-- BEGIN DATASET ROWS --
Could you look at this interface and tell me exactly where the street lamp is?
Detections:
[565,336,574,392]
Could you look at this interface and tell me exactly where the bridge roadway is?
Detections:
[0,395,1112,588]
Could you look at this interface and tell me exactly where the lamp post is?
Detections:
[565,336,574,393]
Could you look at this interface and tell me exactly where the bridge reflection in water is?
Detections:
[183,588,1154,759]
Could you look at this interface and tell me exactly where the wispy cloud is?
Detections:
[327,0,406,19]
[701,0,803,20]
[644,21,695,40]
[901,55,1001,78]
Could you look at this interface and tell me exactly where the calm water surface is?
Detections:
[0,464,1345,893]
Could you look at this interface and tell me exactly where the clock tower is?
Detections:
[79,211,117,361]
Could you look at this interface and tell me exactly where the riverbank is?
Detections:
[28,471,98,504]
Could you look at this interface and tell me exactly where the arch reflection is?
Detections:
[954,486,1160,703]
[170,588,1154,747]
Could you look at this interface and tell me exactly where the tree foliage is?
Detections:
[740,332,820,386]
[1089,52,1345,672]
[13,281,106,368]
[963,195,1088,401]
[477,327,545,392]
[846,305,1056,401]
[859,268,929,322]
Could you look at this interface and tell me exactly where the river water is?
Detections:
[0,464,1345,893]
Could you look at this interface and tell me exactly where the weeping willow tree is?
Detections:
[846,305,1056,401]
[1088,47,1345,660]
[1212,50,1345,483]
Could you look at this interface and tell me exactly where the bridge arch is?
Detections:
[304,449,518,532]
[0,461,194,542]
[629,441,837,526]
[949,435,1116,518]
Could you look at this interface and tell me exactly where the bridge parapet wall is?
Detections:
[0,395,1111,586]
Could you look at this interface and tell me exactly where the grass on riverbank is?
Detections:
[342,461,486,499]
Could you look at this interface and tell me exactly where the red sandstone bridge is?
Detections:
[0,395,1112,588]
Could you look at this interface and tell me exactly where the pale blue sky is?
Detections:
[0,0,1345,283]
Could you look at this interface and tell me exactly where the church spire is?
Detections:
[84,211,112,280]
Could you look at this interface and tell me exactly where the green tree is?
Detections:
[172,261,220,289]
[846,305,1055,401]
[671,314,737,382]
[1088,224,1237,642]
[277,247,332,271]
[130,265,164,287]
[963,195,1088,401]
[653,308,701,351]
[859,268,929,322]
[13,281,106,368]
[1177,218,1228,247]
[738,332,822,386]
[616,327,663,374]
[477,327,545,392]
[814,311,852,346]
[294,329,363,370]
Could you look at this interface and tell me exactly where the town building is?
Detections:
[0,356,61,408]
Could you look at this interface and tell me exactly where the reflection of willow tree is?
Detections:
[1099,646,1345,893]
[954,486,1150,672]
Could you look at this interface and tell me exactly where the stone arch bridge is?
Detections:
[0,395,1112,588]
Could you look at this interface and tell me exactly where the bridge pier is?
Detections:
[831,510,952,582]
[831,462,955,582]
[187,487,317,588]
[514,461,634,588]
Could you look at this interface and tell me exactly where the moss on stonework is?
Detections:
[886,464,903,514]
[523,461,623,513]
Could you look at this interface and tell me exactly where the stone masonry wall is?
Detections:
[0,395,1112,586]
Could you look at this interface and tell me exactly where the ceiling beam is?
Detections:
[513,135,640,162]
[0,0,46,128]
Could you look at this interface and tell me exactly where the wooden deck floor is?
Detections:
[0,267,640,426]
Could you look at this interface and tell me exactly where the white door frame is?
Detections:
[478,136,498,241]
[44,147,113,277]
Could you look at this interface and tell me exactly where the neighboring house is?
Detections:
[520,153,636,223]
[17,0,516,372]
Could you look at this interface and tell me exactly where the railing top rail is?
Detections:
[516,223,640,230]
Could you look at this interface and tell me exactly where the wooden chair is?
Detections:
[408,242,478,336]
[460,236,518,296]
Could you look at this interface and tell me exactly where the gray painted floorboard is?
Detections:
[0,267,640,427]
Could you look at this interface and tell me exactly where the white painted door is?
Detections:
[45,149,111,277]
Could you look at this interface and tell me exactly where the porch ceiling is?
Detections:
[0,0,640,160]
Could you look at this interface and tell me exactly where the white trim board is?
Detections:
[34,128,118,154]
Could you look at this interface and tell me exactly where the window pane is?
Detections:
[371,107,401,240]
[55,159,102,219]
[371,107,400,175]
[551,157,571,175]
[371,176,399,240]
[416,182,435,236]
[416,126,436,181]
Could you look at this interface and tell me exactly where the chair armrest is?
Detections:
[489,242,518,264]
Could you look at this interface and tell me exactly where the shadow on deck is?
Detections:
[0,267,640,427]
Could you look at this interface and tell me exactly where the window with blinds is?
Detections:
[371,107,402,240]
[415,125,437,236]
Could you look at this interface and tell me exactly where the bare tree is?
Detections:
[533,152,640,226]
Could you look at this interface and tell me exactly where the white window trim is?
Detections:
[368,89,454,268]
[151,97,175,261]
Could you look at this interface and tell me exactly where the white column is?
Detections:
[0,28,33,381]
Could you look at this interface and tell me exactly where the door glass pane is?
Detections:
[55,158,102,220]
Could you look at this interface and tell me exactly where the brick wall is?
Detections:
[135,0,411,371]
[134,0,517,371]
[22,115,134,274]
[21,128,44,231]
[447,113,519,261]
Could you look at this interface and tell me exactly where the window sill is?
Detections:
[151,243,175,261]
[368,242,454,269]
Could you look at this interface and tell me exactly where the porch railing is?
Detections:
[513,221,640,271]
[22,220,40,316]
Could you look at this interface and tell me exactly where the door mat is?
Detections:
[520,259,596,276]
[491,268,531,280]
-- END DATASET ROWS --
▶ _WHAT THE EXERCISE ASKS_
Render every row above as a numbered list, with no blank lines.

▶ _PROBLEM SOLUTION_
1. Could you look at this interface and tell me exactly where the street lamp is?
2. Detections:
3. [565,336,574,392]
4. Could you look at this interface and tell me exactly where the bridge roadway is?
5. Detections:
6. [0,395,1112,588]
7. Could you look at this interface and tell me exactly where the lamp post is?
8. Detections:
9. [565,336,574,393]
10. Could you look at this interface and tell me exactly where the bridge reflection in water is?
11. Detections:
12. [183,588,1154,759]
13. Could you look at this interface and tell me exactly where the wispy cloud is?
14. Detections:
15. [327,0,406,19]
16. [701,0,803,20]
17. [644,21,695,40]
18. [901,55,1001,78]
19. Could you look at this interface and tell me exactly where the calm water surface is?
20. Detections:
21. [0,464,1345,893]
22. Could you look at this interface and tell me exactly where the clock tower is?
23. Detections:
24. [79,211,117,361]
25. Could you look at this interface and tell me exactly where the riverbank is?
26. Detections:
27. [28,471,98,504]
28. Could you look at this interface and tell me exactly where the arch reflection is?
29. Detections:
30. [954,486,1160,703]
31. [170,588,1154,747]
32. Could you look at this interface and tell me exactly where the tree foliage is?
33. Detections:
34. [740,332,820,386]
35. [1089,52,1345,672]
36. [13,281,106,368]
37. [963,195,1088,401]
38. [477,327,545,392]
39. [846,305,1056,401]
40. [859,268,929,322]
41. Could you look at this interface and tell me exactly where the river water is?
42. Detections:
43. [0,464,1345,893]
44. Could you look at this interface and tell me exactly where the weeping willow tree is?
45. Detections:
46. [846,305,1056,401]
47. [1088,47,1345,660]
48. [1212,50,1345,483]
49. Could you look at this interface and tell me exactly where the bridge arch is?
50. Detections:
51. [304,449,518,532]
52. [0,461,194,542]
53. [629,441,837,526]
54. [949,435,1116,518]
55. Could you look at this interface and tell me exactly where the bridge parapet wall is?
56. Detections:
57. [0,395,1111,586]
58. Could you look at this interface and tell me exactly where the grass on riverbank is?
59. Detections:
60. [342,461,486,499]
61. Could you look at this interface and tell me exactly where the red sandstone bridge is?
62. Detections:
63. [0,395,1112,588]
64. Could you look at this interface and tell me exactly where the pale blue sky is?
65. Detections:
66. [0,0,1345,283]
67. Could you look at this interface and tell me exactly where the church spire is?
68. Detections:
69. [84,211,112,280]
70. Could you look at this interface and tell me exactly where the green tree is?
71. Detections:
72. [172,261,220,289]
73. [846,305,1055,401]
74. [671,314,737,382]
75. [1088,224,1237,642]
76. [277,247,332,271]
77. [130,265,164,287]
78. [963,195,1088,401]
79. [653,308,701,351]
80. [859,268,929,322]
81. [13,281,106,368]
82. [1177,218,1228,247]
83. [738,332,822,386]
84. [616,327,663,374]
85. [477,327,545,392]
86. [814,311,852,346]
87. [294,329,363,370]
88. Could you look at this interface and tell me exactly where the town building is?
89. Detections:
90. [0,356,61,408]
91. Could you look at this interface and tell me exactly where the reflection of willow tree is?
92. Detections:
93. [1099,646,1345,893]
94. [954,486,1150,672]
95. Could you look at this interface and tell me exactly where the stone arch bridge is?
96. Detections:
97. [0,395,1112,588]
98. Could you look at this interface and tell me exactly where the bridge pier is?
99. Detections:
100. [831,510,952,582]
101. [831,462,955,582]
102. [187,487,317,588]
103. [514,461,634,588]
104. Could you look at this interface and tell me exactly where the moss on stonework is?
105. Detections:
106. [886,464,903,514]
107. [523,461,623,513]
108. Could you look at this interface and tell me exactly where the stone masonry wall is?
109. Detections:
110. [0,395,1112,586]
111. Could you look at this interface and tell me exactly where the ceiling beam is?
112. Detections:
113. [513,135,640,162]
114. [0,0,46,128]
115. Could you look at this interface and tell me exactly where the wooden deck floor is?
116. Detections:
117. [0,267,640,426]
118. Could you look at this interface and tell me exactly where the white door frame is?
119. Detections:
120. [478,136,498,241]
121. [44,147,113,277]
122. Could you look at this interface and tell me exactly where the neighboring house is?
123. Detections:
124. [520,153,636,223]
125. [17,0,516,372]
126. Could you look at this interface and tell me exactly where the railing top rail is?
127. Detections:
128. [516,223,640,230]
129. Could you look at this interface and tell me exactly where the wooden chair is?
130. Detections:
131. [408,242,478,336]
132. [460,236,518,296]
133. Could you look at this interface and tell me exactly where the gray painted floorboard is?
134. Detections:
135. [0,267,640,427]
136. Could you look at this interface and tell me exactly where the white painted door is?
137. Detections:
138. [45,149,111,277]
139. Could you look at this interface and tell me exactly where the porch ceiling is?
140. Detections:
141. [0,0,640,160]
142. Could you look at this interface and tell me exactly where the white trim board is?
143. Detections:
144. [34,128,118,154]
145. Could you look at this interface and tell me exactly where the window pane is?
146. Detections:
147. [371,107,401,240]
148. [55,159,102,219]
149. [371,107,400,175]
150. [551,157,571,175]
151. [371,176,399,240]
152. [416,182,435,236]
153. [416,126,436,181]
154. Could you look at this interface and tell me exactly where the chair armrest is?
155. Detections:
156. [489,242,518,264]
157. Could you look at this interface and tell me exactly where the shadow on deck is?
158. Detections:
159. [0,267,640,427]
160. Could you look at this interface and tell me exactly where the window with blinds is?
161. Detections:
162. [371,107,402,240]
163. [415,125,437,236]
164. Could you look at this interface and tell me exactly where the bare tree is?
165. Detections:
166. [533,152,640,226]
167. Could you look at this interface and tell me exactly where the white window trim is?
168. Detections:
169. [368,89,454,268]
170. [151,97,175,261]
171. Could you look at this interface and tell me exactly where the white column is?
172. Detections:
173. [0,28,33,381]
174. Could you look at this interface and tell me exactly where the door glass pane is?
175. Detections:
176. [55,158,102,220]
177. Could you look at this interface and tell me exactly where the brick wall is?
178. Detections:
179. [135,0,411,371]
180. [134,0,517,371]
181. [22,115,134,274]
182. [21,128,44,231]
183. [447,113,519,261]
184. Could you look at this interface and tell me exactly where the window sill is?
185. Detections:
186. [151,243,175,261]
187. [368,242,454,269]
188. Could you look at this interface and tell me exactly where the porch railing is?
189. Detections:
190. [513,221,640,271]
191. [22,220,40,316]
192. Could you look at this interface and tell me exactly where the door mat is?
193. Detections:
194. [520,259,596,276]
195. [491,268,531,280]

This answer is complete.